I find it difficult to believe anyone is still falling for that Nigerian scam, it's got to be the oldest one since the dawn of the internet...


----------



## mathjak107 (Feb 17, 2020)

There are some very creative scams out there ...some are so logical and good that it can be hard not to get caught up ....there is one that involves testing consumer products you buy .you get to keep the goods if you comply with the time line .

they ask you to buy a bunch of products and review them within 10 days ....they send you a check for 2k ....so once you charge everything on your credit card  because the check has to clear a foreign bank ,they ask you to review the products ,test them , and send them the change back and you get to keep all the products .

well by the time you find out the foreign check is no good you charged 1500 in goods and sent them 500 dollars back of your money


----------



## Butterfly (Feb 17, 2020)

hollydolly said:


> I find it difficult to believe anyone is still falling for that Nigerian scam, it's got to be the oldest one since the dawn of the internet...



And I can't believe anyone would be dumb enough to fall for it and actually give a stranger her bank account information.


----------



## Pepper (Feb 17, 2020)

mathjak107 said:


> There are some very creative scams out there ...some are so logical and good .......
> well by the time you find out the *foreign check* is no good you charged 1500 in goods and sent them 500 dollars back of your money


Foreign check?  'Nuff said!  Except for........if anyone asks for money upfront, fuhgeddabout it!


----------



## mathjak107 (Feb 18, 2020)

This is one of the best scams I’ve heard about.
You arrive at your hotel and check in at the front desk. Typically when checking in, you give the front desk your credit card (for any charges to your room).

You go to your room and settle in. All is good.
The hotel receives a call and the caller asks for (as an example) room 620 - which happens to be your room.
The phone rings in your room. You answer and the person on the other end says the following: 'This is the front desk. When checking in, we came across a problem with your charge card information. Please re-read me your credit card number and verify the last 3 digits numbers at the reverse side of your charge card.'
Not thinking anything wrong, since the call seems to come from the front desk you oblige.
But actually, it is a scam by someone calling from outside the hotel.
They have asked for a random room number, then ask you for your credit card and address information.
  They sound so professional, that you think you are talking to the front desk.


----------



## Lakeland living (Feb 18, 2020)

I was getting some of those, some are smooth...some are really stupid. BUT you don't need to deal with these, cell phones and home phones now come with a lot of help. Call blocking of private/unlisted callers, your phone does not ring. However they can leave a message. Common sense also has a lot to do with it.


----------



## StarSong (Feb 18, 2020)

mathjak107 said:


> This is one of the best scams I’ve heard about.
> You arrive at your hotel and check in at the front desk. Typically when checking in, you give the front desk your credit card (for any charges to your room).
> 
> You go to your room and settle in. All is good.
> ...


Wow!  Thanks for the head's up on this, @mathjak107.  I'll tell my hubby & friends to beware.

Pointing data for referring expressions

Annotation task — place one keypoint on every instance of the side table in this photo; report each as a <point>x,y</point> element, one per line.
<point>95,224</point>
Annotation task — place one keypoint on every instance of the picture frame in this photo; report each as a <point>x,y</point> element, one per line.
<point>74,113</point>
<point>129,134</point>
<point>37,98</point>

--

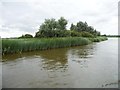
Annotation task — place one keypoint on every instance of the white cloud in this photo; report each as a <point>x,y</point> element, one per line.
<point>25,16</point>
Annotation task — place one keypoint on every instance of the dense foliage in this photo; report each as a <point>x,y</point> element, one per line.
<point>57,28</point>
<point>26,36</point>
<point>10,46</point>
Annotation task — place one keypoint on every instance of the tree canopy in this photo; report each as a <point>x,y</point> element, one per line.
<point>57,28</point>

...

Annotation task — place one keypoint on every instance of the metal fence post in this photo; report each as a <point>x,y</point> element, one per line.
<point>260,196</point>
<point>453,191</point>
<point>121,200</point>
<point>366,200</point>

QUESTIONS —
1. According to the scam thread, what amount is the check that victims receive in the product-testing scam?
2. Reproduce the scam thread's text between "They sound so" and "do with it.", inclusive.

RESULTS OF THE EXERCISE —
1. The check is for 2k.

2.
They sound so professional, that you think you are talking to the front desk.


----------



## Lakeland living (Feb 18, 2020)

I was getting some of those, some are smooth...some are really stupid. BUT you don't need to deal with these, cell phones and home phones now come with a lot of help. Call blocking of private/unlisted callers, your phone does not ring. However they can leave a message. Common sense also has a lot to do with it.